Point labeling dataset excerpts:
*****

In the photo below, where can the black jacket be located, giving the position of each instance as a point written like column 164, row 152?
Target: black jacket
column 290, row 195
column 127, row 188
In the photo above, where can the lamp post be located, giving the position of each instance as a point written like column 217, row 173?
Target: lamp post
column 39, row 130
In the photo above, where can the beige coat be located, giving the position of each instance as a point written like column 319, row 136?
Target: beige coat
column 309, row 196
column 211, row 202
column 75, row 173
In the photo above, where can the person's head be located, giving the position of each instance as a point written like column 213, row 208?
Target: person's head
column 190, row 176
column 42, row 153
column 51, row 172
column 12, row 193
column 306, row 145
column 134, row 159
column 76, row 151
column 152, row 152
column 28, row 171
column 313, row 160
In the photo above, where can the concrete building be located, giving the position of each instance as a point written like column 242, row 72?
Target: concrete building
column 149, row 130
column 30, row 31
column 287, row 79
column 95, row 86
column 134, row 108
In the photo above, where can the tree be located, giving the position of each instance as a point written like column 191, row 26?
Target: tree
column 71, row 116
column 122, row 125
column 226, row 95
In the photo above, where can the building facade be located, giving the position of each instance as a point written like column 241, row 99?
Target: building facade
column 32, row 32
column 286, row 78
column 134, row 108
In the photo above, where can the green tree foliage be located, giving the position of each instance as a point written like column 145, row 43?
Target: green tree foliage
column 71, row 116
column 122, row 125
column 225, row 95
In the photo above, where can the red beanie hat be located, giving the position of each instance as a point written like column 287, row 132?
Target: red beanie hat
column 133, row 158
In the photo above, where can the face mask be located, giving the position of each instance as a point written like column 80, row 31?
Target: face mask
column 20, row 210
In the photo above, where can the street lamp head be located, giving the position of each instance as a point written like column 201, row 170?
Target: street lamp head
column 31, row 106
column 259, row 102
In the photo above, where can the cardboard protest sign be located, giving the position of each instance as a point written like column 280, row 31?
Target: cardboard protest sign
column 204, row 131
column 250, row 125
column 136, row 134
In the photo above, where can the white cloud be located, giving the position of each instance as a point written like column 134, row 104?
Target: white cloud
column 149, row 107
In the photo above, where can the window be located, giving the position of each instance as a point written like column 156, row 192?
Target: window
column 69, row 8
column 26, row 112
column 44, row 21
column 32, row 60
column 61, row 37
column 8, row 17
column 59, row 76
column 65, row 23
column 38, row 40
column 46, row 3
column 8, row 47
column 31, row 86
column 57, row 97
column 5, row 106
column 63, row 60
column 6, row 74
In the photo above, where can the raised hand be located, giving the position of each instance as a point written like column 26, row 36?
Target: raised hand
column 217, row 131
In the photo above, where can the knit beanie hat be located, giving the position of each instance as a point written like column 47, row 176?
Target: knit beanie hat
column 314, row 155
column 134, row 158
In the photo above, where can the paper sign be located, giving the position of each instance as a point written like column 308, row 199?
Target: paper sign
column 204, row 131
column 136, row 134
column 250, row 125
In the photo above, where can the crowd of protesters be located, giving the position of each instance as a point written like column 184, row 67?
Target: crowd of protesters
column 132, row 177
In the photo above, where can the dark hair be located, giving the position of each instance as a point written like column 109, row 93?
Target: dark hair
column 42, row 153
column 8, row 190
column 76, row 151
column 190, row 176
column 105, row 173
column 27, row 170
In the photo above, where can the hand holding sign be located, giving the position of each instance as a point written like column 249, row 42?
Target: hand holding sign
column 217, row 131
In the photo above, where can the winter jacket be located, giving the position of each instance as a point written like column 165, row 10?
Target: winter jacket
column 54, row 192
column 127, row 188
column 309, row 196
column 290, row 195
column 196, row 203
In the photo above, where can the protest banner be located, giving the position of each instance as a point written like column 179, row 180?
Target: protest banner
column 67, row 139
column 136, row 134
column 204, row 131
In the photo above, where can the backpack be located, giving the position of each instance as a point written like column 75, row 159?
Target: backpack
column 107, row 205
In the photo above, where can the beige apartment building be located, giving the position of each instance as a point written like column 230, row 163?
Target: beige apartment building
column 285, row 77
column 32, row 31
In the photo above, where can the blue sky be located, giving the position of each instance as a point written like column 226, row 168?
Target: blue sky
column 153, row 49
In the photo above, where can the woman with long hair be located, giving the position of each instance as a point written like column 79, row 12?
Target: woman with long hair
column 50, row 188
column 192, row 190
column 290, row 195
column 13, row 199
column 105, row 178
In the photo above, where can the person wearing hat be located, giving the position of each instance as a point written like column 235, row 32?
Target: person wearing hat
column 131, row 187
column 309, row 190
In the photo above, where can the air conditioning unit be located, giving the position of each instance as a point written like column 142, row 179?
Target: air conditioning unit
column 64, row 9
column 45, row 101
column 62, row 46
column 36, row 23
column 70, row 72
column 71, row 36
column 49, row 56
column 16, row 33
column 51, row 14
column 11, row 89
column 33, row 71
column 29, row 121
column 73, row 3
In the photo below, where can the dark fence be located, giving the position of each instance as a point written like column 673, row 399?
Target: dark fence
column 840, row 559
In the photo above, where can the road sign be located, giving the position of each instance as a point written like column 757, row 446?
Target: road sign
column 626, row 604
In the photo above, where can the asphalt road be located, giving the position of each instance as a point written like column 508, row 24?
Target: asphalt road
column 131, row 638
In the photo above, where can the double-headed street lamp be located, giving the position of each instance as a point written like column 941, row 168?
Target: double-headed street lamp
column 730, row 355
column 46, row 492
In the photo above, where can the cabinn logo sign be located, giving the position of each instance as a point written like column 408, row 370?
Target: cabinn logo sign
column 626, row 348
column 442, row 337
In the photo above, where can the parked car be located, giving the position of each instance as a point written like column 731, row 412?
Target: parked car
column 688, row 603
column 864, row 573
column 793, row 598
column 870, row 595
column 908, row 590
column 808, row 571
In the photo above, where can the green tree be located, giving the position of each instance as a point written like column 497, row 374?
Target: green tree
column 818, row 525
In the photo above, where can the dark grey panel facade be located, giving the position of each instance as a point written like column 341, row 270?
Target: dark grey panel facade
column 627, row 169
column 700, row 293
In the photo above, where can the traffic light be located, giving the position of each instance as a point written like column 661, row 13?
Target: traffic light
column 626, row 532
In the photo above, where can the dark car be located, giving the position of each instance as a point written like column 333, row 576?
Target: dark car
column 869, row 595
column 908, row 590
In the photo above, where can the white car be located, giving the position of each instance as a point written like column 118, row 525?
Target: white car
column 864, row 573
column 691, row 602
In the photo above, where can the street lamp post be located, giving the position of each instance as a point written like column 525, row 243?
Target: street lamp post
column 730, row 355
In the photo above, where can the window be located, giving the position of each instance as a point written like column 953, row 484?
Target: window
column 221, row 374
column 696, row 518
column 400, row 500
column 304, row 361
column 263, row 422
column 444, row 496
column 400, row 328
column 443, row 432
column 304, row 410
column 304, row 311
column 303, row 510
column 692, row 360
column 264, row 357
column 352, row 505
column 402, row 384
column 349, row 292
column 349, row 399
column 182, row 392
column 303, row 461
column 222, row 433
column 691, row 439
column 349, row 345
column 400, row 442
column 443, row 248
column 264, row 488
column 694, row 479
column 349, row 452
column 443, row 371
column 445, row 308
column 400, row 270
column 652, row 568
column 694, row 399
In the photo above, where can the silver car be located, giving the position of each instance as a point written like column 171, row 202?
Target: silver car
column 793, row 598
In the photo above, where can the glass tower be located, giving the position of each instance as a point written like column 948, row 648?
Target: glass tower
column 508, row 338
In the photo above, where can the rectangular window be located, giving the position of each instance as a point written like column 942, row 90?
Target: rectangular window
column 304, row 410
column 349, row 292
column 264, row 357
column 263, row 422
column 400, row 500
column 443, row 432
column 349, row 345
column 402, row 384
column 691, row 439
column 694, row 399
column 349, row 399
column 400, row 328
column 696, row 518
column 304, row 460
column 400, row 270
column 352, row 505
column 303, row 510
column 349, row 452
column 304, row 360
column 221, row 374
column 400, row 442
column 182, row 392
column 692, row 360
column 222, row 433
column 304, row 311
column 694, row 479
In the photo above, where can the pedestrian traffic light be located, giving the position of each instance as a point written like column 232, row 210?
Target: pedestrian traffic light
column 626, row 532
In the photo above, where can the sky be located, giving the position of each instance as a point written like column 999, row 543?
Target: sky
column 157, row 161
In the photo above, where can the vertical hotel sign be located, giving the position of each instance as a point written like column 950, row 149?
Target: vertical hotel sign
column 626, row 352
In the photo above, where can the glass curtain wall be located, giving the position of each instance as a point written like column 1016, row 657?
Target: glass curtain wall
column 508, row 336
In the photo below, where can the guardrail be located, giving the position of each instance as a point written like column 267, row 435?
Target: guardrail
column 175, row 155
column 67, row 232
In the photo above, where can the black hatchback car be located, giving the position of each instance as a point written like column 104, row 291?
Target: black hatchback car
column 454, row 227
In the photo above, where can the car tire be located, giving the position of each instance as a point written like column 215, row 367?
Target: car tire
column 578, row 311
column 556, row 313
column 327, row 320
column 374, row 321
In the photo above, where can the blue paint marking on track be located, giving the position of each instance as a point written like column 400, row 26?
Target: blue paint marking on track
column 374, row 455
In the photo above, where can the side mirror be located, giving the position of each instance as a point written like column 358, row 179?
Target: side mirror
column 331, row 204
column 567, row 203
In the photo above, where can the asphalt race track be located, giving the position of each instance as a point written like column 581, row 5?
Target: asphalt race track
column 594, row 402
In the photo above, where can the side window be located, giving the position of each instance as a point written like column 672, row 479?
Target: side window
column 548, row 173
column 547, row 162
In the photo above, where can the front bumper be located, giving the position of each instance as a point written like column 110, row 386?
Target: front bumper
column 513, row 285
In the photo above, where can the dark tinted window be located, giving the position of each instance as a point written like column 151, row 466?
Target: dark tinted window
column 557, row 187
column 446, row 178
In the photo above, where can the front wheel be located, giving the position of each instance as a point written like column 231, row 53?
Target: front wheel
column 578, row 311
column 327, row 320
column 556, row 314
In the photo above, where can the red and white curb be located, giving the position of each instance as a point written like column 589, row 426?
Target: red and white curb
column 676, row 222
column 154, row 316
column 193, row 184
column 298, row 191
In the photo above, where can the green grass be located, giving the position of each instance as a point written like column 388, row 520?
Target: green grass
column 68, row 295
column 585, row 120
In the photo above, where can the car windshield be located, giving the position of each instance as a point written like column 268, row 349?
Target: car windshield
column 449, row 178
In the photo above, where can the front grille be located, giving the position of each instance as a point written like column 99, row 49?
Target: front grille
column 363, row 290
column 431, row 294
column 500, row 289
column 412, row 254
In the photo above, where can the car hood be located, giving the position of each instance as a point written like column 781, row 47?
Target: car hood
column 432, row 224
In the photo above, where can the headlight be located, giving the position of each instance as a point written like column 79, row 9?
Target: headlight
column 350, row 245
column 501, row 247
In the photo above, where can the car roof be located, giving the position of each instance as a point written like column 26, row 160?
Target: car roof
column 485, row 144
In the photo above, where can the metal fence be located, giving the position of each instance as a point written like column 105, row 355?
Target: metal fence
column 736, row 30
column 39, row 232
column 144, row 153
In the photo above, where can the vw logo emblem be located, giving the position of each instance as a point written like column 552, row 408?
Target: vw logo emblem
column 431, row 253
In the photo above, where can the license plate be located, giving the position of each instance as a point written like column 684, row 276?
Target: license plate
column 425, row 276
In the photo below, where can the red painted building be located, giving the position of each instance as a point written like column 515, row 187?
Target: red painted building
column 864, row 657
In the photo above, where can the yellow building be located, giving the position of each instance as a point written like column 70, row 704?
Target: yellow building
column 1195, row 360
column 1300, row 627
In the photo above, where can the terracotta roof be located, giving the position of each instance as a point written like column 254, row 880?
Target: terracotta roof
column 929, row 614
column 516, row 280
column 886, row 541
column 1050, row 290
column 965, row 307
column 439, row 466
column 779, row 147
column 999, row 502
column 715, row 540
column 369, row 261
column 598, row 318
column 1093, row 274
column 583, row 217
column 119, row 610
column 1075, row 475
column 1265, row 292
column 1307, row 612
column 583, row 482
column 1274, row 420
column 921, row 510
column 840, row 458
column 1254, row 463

*****

WHAT TO PRODUCE → Quote from the line with "In the photo above, where can the car windshield" up to and including the line with "column 449, row 178" in the material above, reproducing each line without changes.

PROBLEM SOLUTION →
In the photo above, where can the car windshield be located, giving the position of each instance as a point written like column 268, row 349?
Target: car windshield
column 449, row 178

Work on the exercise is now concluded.